### About this exercise
Transcribe the records from the line containing "Each instance of the human ear" onward, up to and including the final line, exactly and without anything else.
***** Data records *****
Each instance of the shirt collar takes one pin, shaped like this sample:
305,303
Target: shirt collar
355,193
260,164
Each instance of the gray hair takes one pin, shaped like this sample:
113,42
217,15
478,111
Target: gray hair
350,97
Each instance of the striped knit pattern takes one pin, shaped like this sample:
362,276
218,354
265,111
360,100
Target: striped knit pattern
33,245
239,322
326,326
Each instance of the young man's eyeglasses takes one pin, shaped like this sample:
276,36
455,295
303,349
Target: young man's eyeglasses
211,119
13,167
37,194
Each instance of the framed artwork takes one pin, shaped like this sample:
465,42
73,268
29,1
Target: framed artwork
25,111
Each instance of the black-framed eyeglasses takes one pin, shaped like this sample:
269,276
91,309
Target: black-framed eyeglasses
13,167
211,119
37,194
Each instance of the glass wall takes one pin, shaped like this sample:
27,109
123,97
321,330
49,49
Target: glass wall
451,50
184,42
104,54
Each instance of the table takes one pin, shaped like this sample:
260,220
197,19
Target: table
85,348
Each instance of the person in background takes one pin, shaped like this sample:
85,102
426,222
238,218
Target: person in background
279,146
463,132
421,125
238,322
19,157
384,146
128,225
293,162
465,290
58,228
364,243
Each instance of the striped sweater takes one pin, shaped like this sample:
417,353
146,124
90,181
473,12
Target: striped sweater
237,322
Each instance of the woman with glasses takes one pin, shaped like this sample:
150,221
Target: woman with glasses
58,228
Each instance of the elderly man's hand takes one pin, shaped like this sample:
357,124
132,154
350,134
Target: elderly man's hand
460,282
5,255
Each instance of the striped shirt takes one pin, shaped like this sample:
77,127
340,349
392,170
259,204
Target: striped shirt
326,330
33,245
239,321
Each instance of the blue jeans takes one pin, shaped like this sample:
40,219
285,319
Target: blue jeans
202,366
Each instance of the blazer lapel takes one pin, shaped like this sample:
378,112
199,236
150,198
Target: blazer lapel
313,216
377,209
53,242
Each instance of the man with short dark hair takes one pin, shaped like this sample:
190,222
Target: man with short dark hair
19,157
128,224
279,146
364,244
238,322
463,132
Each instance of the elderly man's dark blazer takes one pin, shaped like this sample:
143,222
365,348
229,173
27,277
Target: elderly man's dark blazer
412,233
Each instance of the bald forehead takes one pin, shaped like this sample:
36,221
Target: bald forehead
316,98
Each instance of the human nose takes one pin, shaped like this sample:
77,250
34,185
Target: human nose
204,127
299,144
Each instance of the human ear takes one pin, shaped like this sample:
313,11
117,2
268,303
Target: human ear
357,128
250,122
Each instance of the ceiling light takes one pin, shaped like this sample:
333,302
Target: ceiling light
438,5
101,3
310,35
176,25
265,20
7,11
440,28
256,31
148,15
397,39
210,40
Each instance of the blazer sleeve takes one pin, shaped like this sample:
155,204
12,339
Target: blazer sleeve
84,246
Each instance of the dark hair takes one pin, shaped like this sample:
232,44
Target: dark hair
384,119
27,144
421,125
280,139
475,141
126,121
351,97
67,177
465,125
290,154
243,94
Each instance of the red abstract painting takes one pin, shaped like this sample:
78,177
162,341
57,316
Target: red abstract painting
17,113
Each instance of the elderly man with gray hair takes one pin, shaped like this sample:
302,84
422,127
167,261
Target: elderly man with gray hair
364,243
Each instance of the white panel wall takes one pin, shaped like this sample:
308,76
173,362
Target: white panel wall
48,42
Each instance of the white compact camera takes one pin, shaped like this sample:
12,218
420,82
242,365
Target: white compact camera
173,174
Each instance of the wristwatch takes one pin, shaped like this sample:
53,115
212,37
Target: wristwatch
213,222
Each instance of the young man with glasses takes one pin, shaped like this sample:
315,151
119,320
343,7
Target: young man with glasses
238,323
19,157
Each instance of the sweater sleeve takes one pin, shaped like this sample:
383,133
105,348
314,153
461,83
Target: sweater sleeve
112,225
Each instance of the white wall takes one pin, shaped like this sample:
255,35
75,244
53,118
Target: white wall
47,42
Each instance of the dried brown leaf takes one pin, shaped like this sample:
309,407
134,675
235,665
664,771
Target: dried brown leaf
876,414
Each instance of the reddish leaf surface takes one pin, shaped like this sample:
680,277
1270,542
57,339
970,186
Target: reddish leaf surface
*****
### Solution to the problem
Each instance of the human ear takes one pin, shaped like this sample:
313,11
117,2
268,303
Target: human ear
357,128
250,122
Each instance of the ceiling light takes one pin, shaped like this sample:
333,302
Target: ceiling light
438,5
101,3
310,35
176,25
265,20
7,11
440,28
256,31
148,15
397,39
210,40
Each instance of the blazer sleeve takes one pin, shaped like this sample:
155,204
12,339
Target: blazer sleeve
84,246
Each instance of the dark hair takes one pin, shaped like this sample:
232,44
Target: dark hair
384,119
27,144
421,125
280,139
475,141
126,121
351,97
67,177
465,125
290,154
243,94
Each instance of the red abstract painting takes one pin, shaped like this sample:
78,177
162,341
57,316
Target: red abstract painting
17,113
Each instance of the elderly man with gray hair takes one pin, shaped like this sample:
302,84
422,127
167,261
Target: elderly man with gray hair
364,243
Each instance of the white panel wall takes one pin, shaped like this sample:
308,76
173,362
Target: white panel wall
48,42
Each instance of the white compact camera takes one pin, shaped like this sample:
12,218
420,82
242,365
Target: white compact camera
173,174
Each instance of the wristwatch takes one pin, shaped like this sample:
53,115
212,37
Target: wristwatch
213,222
Each instance of the young man with glasses takes one pin, shaped like this sample:
315,151
119,320
343,7
Target: young man with glasses
238,323
19,157
Each instance of the sweater sleeve takes one pin, shaped like this sample:
383,133
105,348
314,153
461,83
Target: sweater sleeve
112,225
Each instance of the white wall takes one pin, shaped like this sample:
255,35
75,244
53,118
Target: white wall
47,42
Each instance of the dried brown leaf takes one pin, shaped like this sample:
309,407
134,675
235,665
664,771
Target: dried brown leaf
876,414
Each instance of the reddish leaf surface takes one pin, shaped like this sample:
680,277
1270,542
57,339
970,186
Target: reddish leaf surface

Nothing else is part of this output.